▶ _Rows excerpted from a collection_:
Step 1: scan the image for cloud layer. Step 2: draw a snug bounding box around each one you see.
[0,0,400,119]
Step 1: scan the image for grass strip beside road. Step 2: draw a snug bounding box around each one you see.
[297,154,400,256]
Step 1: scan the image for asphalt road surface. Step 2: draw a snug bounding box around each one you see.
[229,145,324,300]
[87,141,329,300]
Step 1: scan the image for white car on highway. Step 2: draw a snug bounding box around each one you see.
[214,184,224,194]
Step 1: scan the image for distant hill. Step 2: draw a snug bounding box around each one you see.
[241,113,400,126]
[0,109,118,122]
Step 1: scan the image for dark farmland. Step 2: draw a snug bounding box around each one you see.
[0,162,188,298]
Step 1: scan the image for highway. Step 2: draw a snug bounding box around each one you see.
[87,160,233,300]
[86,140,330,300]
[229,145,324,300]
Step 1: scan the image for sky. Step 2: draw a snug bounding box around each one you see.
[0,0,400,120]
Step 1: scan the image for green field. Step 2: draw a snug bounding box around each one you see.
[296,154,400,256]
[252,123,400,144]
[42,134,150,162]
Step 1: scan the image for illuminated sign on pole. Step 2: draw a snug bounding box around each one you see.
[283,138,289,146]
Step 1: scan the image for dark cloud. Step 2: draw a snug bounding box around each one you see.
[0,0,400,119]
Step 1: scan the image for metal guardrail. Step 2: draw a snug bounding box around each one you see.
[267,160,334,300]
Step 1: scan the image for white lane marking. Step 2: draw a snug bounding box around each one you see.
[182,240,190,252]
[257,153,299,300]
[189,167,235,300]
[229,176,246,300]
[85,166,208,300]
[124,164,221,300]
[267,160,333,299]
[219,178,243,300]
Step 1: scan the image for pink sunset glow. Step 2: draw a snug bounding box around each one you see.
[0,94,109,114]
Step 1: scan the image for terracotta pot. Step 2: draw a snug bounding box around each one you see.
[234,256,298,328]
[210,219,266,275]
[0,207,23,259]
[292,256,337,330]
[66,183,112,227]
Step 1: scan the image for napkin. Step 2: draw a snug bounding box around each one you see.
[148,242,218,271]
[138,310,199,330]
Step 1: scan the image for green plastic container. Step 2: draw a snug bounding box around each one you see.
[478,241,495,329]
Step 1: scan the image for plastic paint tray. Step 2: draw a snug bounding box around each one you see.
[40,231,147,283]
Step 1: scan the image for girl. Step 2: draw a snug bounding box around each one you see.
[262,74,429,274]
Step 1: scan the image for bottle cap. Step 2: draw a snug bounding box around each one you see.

▶ _Direction_:
Present every row above as a numbered list, leaving out blank lines.

▶ _Response to this exercise_:
1. Step 1: scan the image for cloud layer. Step 2: draw a snug bounding box around each one you see.
2. [0,0,400,119]
3. Step 1: scan the image for grass strip beside road. Step 2: draw a snug bounding box around each one you see.
4. [297,154,400,256]
5. Step 1: scan the image for asphalt road surface. Step 2: draw a snug bounding box around each one you see.
6. [229,145,324,300]
7. [87,141,329,300]
8. Step 1: scan the image for white car on highway. Step 2: draw a snug bounding box around each one you see.
9. [214,184,224,194]
10. Step 1: scan the image for distant hill. Step 2: draw a snug bounding box around each one you see.
11. [241,113,400,126]
12. [0,109,118,122]
13. Step 1: scan the image for dark farmland. Step 2: draw a snug bounding box around each one you see.
14. [0,162,188,298]
15. Step 1: scan the image for highway. Step 2: draw a snug bounding box around each one you see.
16. [87,160,233,300]
17. [86,140,330,300]
18. [229,145,324,300]
19. Step 1: scan the image for sky. Step 2: draw a snug bounding box around each one you see.
20. [0,0,400,120]
21. Step 1: scan the image for green field. Step 2: draw a snug bounding box around each one you see.
22. [296,154,400,256]
23. [252,123,400,144]
24. [42,134,150,162]
25. Step 1: scan the image for illuminated sign on pole. Step 2: draw a snug bounding box around each one you see.
26. [283,138,289,146]
27. Step 1: scan the image for dark cloud. Step 2: draw a snug bounding box around each one you see.
28. [0,0,400,119]
29. Step 1: scan the image for metal guardrail. Step 2: draw a snug bounding box around each one you see.
30. [267,160,334,300]
31. Step 1: scan the image for white lane marking. Step 2: draw a snug bounding box around each one you see.
32. [182,240,190,252]
33. [257,153,299,300]
34. [189,167,235,300]
35. [229,176,246,300]
36. [85,166,208,300]
37. [124,164,221,300]
38. [267,160,333,299]
39. [219,178,243,300]
40. Step 1: scan the image for pink sunset glow. Step 2: draw a snug bounding box around each one you see.
41. [0,94,109,114]
42. Step 1: scan the image for terracotta pot. Step 2: draw a snug bounding box around each one you see.
43. [234,256,298,328]
44. [210,219,266,275]
45. [0,207,23,259]
46. [292,256,337,330]
47. [66,183,112,227]
48. Step 1: scan the image for napkin. Step 2: draw a snug bounding box around each one you see.
49. [148,242,218,271]
50. [138,310,199,330]
51. Step 1: scan the image for green plastic container. Step 2: draw a snug bounding box around each one you see.
52. [478,241,495,329]
53. Step 1: scan the image for plastic paint tray. Step 2: draw a snug bounding box around each one you see.
54. [40,231,147,283]
55. Step 1: scan the image for girl. Step 2: draw a snug bounding box around each one you see.
56. [262,74,429,274]
57. Step 1: scan the image for bottle cap. Step 2: draw a snug bounding box around each one you see.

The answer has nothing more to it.